EXTRACT =>
As with marijuana, most synthetic cannabinoid users are male. Marijuana users were more likely to be less than 20 years old. The cause of this age difference is unclear. Despite synthetic cannabinoids being available through the Internet, in gas stations, and specialized stores such as head shops, long established marijuana sources may enable adolescents to still be able to more easily obtain marijuana. In addition, adults may be more likely to try a ‘new’ agent compared to adolescents.

While cardiovascular effects of marijuana can vary, they usually include an increase in heart rate and a decrease in vascular resistance. ^14,17,18 Blood pressure usually has a small increase. ¹⁴ Similar cardiovascular effects with synthetic cannabinoids have been seen in case reports and self-administration testing. ^4,5,19,20 In our comparison of these two agents, both tachycardia and hypertension occurred significantly more frequently with the synthetic cannabinoids than marijuana. Most users of both of these agents do so in order to attain the neuropsychiatric effects. Compared to marijuana, our data reflected that the synthetic cannabinoids caused significantly more agitation and hallucinations. Agitation has been commonly reported with the synthetic cannabinoids. ^4,5,19 Hallucinations/delusions were found in 11.2% of our synthetic cannabinoid users. None of the case reports with the synthetic cannabinoids noted the patients to have hallucinations; however, some noted alterations of perception. ^4,19,20

As with the signs and symptoms noted above, the medical outcome classification also reflected that synthetic cannabinoids caused more serious clinical effects than marijuana. This coding by the poison center specialists may have occurred because of the more serious signs and symptoms noted above. Another explanation for the differences in outcome coding may be the lack of familiarity with the synthetic cannabinoids; potentially resulting in poison center specialists listing more serious codes.

YOUR TASKS =>
a) Copy the passage comparing synthetic cannabinoids with marijuana, starting at "As with the" and ending at "more serious codes.", and substitute "poison control staff" for every "poison center specialists".
b) Extend the passage comparing synthetic cannabinoids with marijuana, beginning after its final sentence.

DATA LISTING =>
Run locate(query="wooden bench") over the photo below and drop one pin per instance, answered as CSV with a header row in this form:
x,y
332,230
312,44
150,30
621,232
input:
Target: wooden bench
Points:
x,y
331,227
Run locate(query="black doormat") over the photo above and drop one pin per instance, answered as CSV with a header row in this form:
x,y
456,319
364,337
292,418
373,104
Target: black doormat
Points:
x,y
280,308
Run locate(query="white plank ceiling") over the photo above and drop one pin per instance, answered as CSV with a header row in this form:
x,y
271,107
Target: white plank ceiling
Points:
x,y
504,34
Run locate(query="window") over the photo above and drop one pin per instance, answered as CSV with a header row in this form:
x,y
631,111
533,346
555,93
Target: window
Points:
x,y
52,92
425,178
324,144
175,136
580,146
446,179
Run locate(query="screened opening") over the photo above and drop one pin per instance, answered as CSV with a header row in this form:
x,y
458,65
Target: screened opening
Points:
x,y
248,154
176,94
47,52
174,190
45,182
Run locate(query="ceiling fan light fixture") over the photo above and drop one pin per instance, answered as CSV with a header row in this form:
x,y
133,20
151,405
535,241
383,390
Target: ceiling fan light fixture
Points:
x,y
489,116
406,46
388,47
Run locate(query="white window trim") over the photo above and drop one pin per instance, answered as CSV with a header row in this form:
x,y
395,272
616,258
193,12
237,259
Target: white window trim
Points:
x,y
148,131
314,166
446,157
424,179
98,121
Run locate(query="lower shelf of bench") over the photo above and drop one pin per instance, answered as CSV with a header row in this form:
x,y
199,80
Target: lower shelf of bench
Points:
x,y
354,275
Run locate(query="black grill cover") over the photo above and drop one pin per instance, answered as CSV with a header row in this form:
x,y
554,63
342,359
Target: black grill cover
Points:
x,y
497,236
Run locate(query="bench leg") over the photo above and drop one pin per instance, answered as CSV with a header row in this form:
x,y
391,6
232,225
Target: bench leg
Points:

RESULTS IN ORDER =>
a)
As with the signs and symptoms noted above, the medical outcome classification also reflected that synthetic cannabinoids caused more serious clinical effects than marijuana. This coding by the poison control staff may have occurred because of the more serious signs and symptoms noted above. Another explanation for the differences in outcome coding may be the lack of familiarity with the synthetic cannabinoids; potentially resulting in poison control staff listing more serious codes.

b)
Our data reflect that despite both the THC in marijuana and the synthetic cannabinoids affecting the same cannabinoid receptors, patients exposed to these products present differently. The reasons for the differences are not clear. Compared to THC, the synthetic cannabinoids’ affinity is 4 times more at the CB₁ receptor and 10 times more at the CB₂ receptor. ^21,22 This difference in affinity may contribute to the synthetic cannabinoids’ increased frequency of adverse clinical effects. Clinical effects could also be modified by other agents in the marijuana or in the herbals to which the synthetic cannabinoids are added. For example, cannabidiol, a nonpsychoactive cannabinoid present in many marijuana products, modulates the effects of THC. ²³ Interpretation of the clinical effects for each of these agents is further limited by variations in the products themselves. Marijuana potency and effects are modified by many factors. ²³ In addition, there are numerous synthetic cannabinoids, many of which are structurally unrelated to THC, potentially resulting in different clinical effects. ²⁴ Different synthetic cannabinoids have been found in herbal products with the same packaging, further limiting the ability to establish the relationship between specific synthetic cannabinoids and clinical effects.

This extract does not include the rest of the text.